#### TASK REQUIREMENTS:
Leaving out all images, write out the records that follow exactly.

#### INFORMATION SHOWN:

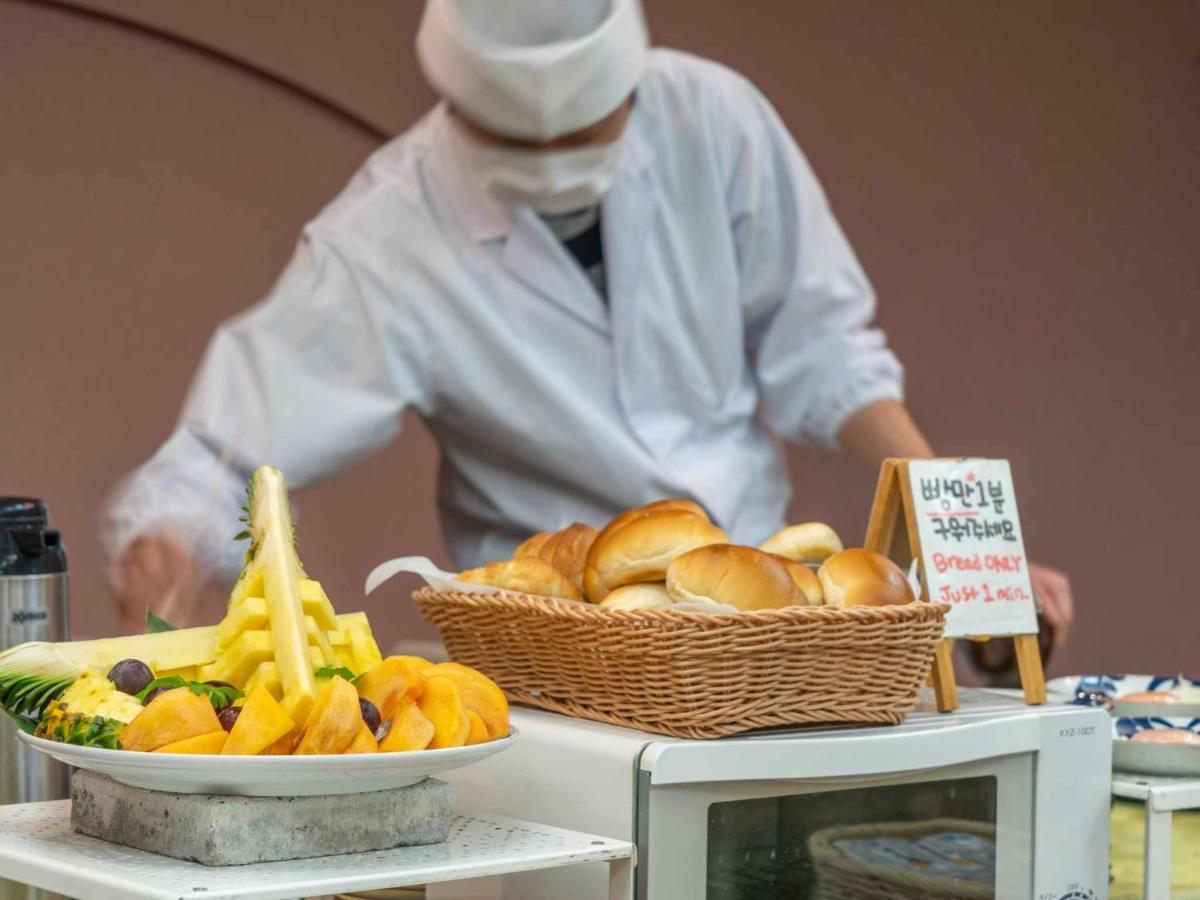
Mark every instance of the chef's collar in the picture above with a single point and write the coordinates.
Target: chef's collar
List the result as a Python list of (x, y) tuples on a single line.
[(486, 217)]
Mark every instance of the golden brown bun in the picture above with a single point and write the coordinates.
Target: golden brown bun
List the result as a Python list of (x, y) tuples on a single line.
[(565, 550), (532, 546), (643, 547), (639, 597), (739, 576), (808, 543), (862, 577), (805, 580), (672, 503), (527, 576)]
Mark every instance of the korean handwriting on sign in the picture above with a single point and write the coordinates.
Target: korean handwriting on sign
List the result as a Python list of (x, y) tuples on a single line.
[(973, 509), (965, 493)]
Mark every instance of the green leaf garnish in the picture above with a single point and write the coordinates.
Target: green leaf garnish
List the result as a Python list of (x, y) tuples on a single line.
[(156, 625), (220, 697), (330, 671)]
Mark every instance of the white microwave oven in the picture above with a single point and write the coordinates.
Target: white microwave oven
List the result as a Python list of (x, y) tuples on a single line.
[(995, 799)]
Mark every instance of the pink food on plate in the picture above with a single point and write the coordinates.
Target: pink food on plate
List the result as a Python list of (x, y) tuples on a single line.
[(1168, 736), (1150, 697)]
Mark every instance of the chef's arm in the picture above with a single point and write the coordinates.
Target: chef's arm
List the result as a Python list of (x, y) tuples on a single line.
[(311, 379), (882, 430)]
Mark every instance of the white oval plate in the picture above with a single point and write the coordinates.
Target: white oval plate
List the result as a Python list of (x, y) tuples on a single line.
[(268, 775), (1176, 760)]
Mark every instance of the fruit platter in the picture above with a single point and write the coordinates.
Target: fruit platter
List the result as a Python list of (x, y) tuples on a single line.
[(282, 697)]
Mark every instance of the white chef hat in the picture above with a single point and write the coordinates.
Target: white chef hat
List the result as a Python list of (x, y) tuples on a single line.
[(533, 69)]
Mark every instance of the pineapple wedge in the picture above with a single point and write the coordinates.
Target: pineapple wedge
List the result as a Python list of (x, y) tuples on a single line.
[(280, 628)]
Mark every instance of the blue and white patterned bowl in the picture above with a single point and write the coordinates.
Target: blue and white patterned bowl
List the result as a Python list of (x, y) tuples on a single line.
[(1177, 760), (1107, 690)]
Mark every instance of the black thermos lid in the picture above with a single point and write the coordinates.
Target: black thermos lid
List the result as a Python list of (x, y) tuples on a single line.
[(27, 545)]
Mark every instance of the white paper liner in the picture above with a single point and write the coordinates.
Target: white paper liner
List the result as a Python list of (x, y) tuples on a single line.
[(441, 580)]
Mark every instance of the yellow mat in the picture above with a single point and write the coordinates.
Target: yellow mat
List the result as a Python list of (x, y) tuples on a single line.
[(1128, 826)]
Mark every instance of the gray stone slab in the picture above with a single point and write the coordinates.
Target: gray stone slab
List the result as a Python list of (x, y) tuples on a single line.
[(235, 831)]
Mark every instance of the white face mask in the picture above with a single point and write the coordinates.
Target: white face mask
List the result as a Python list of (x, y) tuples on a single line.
[(551, 181)]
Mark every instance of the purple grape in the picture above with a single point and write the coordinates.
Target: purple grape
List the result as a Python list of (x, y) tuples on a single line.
[(228, 715), (131, 676), (370, 714)]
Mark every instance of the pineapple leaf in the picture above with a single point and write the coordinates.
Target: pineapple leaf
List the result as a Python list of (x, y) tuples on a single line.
[(156, 625), (220, 696), (167, 682), (330, 671), (25, 725)]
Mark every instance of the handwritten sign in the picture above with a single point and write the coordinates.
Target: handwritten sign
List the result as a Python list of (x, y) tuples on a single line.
[(971, 547)]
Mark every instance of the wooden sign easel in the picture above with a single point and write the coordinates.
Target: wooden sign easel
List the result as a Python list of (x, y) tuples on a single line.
[(893, 532)]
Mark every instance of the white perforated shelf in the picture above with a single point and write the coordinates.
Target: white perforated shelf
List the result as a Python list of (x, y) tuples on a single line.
[(39, 847)]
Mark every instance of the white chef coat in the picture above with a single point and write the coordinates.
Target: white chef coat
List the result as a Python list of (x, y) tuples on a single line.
[(736, 310)]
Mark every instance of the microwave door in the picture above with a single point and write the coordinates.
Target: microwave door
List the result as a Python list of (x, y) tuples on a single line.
[(969, 826)]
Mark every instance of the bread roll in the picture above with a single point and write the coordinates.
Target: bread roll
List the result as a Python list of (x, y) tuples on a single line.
[(672, 503), (805, 580), (565, 550), (643, 547), (739, 576), (862, 577), (809, 543), (532, 546), (526, 576), (637, 597)]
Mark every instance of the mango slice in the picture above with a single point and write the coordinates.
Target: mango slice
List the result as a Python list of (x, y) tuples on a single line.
[(364, 742), (173, 715), (334, 721), (480, 695), (210, 743), (443, 706), (394, 679), (411, 730), (261, 723), (283, 747), (478, 730)]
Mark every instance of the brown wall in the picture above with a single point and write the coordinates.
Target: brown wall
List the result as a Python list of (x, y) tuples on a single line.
[(1020, 180)]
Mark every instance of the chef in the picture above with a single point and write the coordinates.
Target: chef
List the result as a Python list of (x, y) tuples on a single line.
[(601, 274)]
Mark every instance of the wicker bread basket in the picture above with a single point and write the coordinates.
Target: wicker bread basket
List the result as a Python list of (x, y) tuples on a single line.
[(840, 877), (694, 675)]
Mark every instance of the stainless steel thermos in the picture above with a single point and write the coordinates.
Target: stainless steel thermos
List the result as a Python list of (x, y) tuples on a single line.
[(33, 607)]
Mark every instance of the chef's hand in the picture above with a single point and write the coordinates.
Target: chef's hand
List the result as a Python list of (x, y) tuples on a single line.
[(1053, 588), (155, 573)]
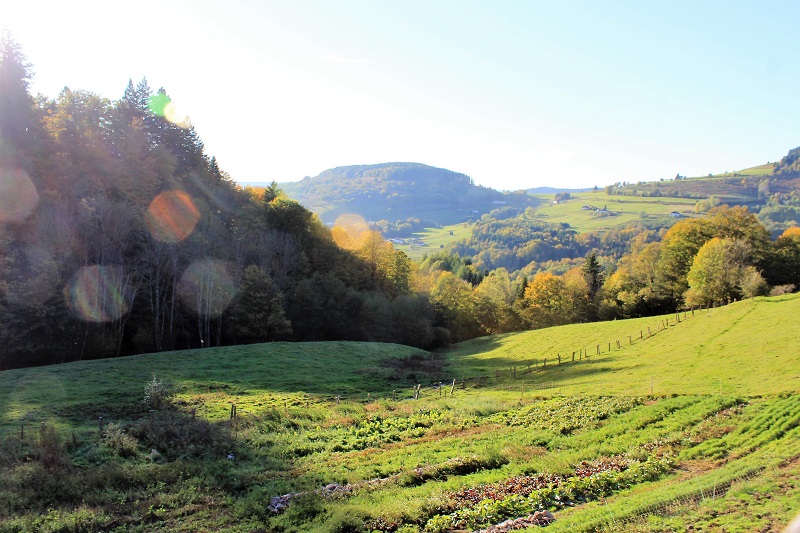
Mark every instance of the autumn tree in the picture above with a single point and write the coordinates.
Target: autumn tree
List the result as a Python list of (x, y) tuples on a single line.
[(453, 301), (258, 315), (18, 118), (678, 249), (785, 261), (546, 302), (493, 303), (718, 272)]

#### ANSWER TO THIS PROBLEM:
Mark every instance of the chef's collar in the picture above with a single point and write the coordinates.
Target: chef's collar
List the result as a Python list of (x, y) tuples on a single line.
[(486, 217)]
Mark every instance of the golden brown bun in the picture above with a single point and write the coordinates.
Target: golden brown bun
List the result as a Python list of (x, y) tuples on a single line.
[(565, 550), (532, 546), (643, 547), (639, 597), (739, 576), (808, 543), (862, 577), (805, 580), (672, 503), (527, 576)]
Mark every instance of the korean handwriting on sign in the picture above with a single point and write the coordinates.
Target: korean handwriting on sign
List the result as a Python list of (x, y) tuples on a single line.
[(973, 509), (965, 493)]
Mark every instance of the green leaf garnish in the picture above with a single point and write the coordinates.
Target: green leaf garnish
List the result as a Python list of (x, y) tuples on a single line.
[(156, 625), (220, 697), (330, 671)]
Mark every instance of the white microwave oven in the picture above with a single point and write the coordinates.
Target: white microwave oven
List the result as a Python list of (x, y) tuples on a single line.
[(995, 799)]
Mark every instance of the pink food on plate in the picture above with a single point and write the coordinates.
Target: pink food on plate
List the result as a Python list of (x, y) tuples on a single line.
[(1168, 736), (1150, 697)]
Mark every instance of the chef's arm in the picture above with a single point and write the coordinates.
Target: chef's arm
List the result as a Python list of (x, y) tuples on a single line.
[(311, 379), (882, 430)]
Mark every instance of the white oval plate in the picture above with a single point and write the coordinates.
Target: white oval plate
List the result as a Python list of (x, y) tuples on a single line.
[(268, 775), (1176, 760)]
Mark every instance of the fruit platter in the picture above with a single point and write the coordinates.
Target: fruit platter
List the result as a Python list of (x, y) tuples on a single line.
[(282, 697)]
Mark every instance of the white chef hat in the picture above with a single point and write the coordinates.
Target: white chef hat
List the result as a Python list of (x, y) tuples on a single line.
[(533, 69)]
Mark every instance of the pineapple wedge in the picture above with a single point and write the coordinates.
Target: pineapple wedge
List the result as a Python list of (x, y) tuples on a single line.
[(280, 628)]
Mark every instance of the blue and white patterned bowl in the picture above with a single point and write the coordinates.
Target: blue and white patterned bowl
List the result as a Python list of (x, y) tuples on a single line.
[(1177, 760), (1107, 690)]
Mark every instance of the black thermos lid in the picture above with a single point and write the coordinates.
Target: black thermos lid
List the result as a Python list of (x, y) tuples on a single line.
[(27, 545)]
Mark every instance of the white paper liner in the picture above with a single point and write the coordinates.
Target: white paper liner
List the result as a Python list of (x, y) tuples on a single line.
[(441, 580)]
Mark every instance of the yellow mat in the picture above with a single point and write the coordinates.
Target: yellow mat
List the result as a Python list of (x, y) tuples on a single line.
[(1128, 826)]
Mark every instance of the gray stone slab in the picture above with a single point and write the coordinates.
Target: gray stone slab
List the result as a Python list of (x, y) tuples on a single line.
[(235, 831)]
Mark every instance of the white face mask in the picture above with a single point and write the coordinates.
Target: white face mask
List the result as a Python list of (x, y) tuples on a single line.
[(551, 181)]
Mark every instance of the purple grape in the picture above with a single point and write the coordinates.
Target: purple grape
List the result as a Python list of (x, y) tuples on a single line.
[(228, 715), (131, 676), (370, 714)]
Mark every instance of the pineapple leaf in the picture above with a single point and write the coordinates.
Target: pineapple leaf
List the result as a Python list of (x, y) tuples on a single line.
[(156, 625), (220, 696), (167, 682), (330, 671), (25, 725)]
Mark every instance of the handwritten sign in the picture above with a single point and write the coordinates.
Target: handwritten sign
List the result as a Python list of (x, y) tuples on a single line.
[(971, 547)]
Mark every instance of the wooden sign easel in the picture above with a single point and write the coordinates.
Target: wooden sign easel
List the result as a Python list of (x, y) tuples on a single line.
[(893, 532)]
Mark every instance of the white perforated shelf in the picture above with a single point and write the coordinates.
Target: white perforated shelf
List the result as a Python list of (x, y) tuples on a single line.
[(39, 847)]
Mark every instance of the white chef coat in the picture above with a single point and write the coordinates.
Target: white chef coat
List the result as a Python list of (x, y) tuples on a single line.
[(736, 310)]
Mark every instance of the microwave door in the picture above with a single point and write the coordinates.
Target: microwave door
List the result as a Python list of (x, y) tuples on a single line.
[(969, 826)]
Mark every instance of the bread roll in the picture above with a single point and write the coordinates.
Target: bread roll
List the result as a Python list of (x, y) tuples on a single line.
[(672, 503), (805, 580), (565, 550), (643, 547), (739, 576), (862, 577), (809, 543), (532, 546), (526, 576), (637, 597)]
Mark every instance of the mango slice in the picture above with a single point and write the coordinates.
Target: mango slice
List the result as a Python list of (x, y) tuples on a single line.
[(364, 742), (173, 715), (334, 721), (480, 695), (210, 743), (443, 706), (394, 679), (411, 730), (261, 723), (283, 747), (478, 730)]
Mark every instance of the brown wall in the picture above with a single point and write the coordinates.
Target: brown wall
List the result as a Python list of (x, y) tuples on a single line.
[(1020, 180)]
Mark every instance of the chef in the picture above with a single point and write the coordinates.
Target: chef
List the result as a Python list of (x, y) tuples on a single line.
[(601, 274)]
Mark every instance of the wicker bread basket in the picture above with a single point and write the coordinates.
Target: wicker bread basket
List the result as a Python list of (x, y) tuples on a single line.
[(840, 877), (694, 675)]
Mark every instance of the stainless steel thermos in the picture above with a single point and write the coordinates.
Target: stainless steel thermos
List the result as a Python list of (x, y) tuples on a single line.
[(33, 607)]
Mark every instance of the chef's hand in the picture above with a single point and write the coordinates.
Target: chef's hand
List the result as a Python list of (x, y) tuples on a single line.
[(1053, 588), (155, 573)]
Mark every instance of the autumn tree in the picture above with a single point and write the coordinates.
Target: autumn tree
List the result as a Python list of (x, y) tuples on a single line.
[(453, 301), (258, 315), (18, 118), (678, 249), (785, 261), (546, 302), (493, 303), (718, 272)]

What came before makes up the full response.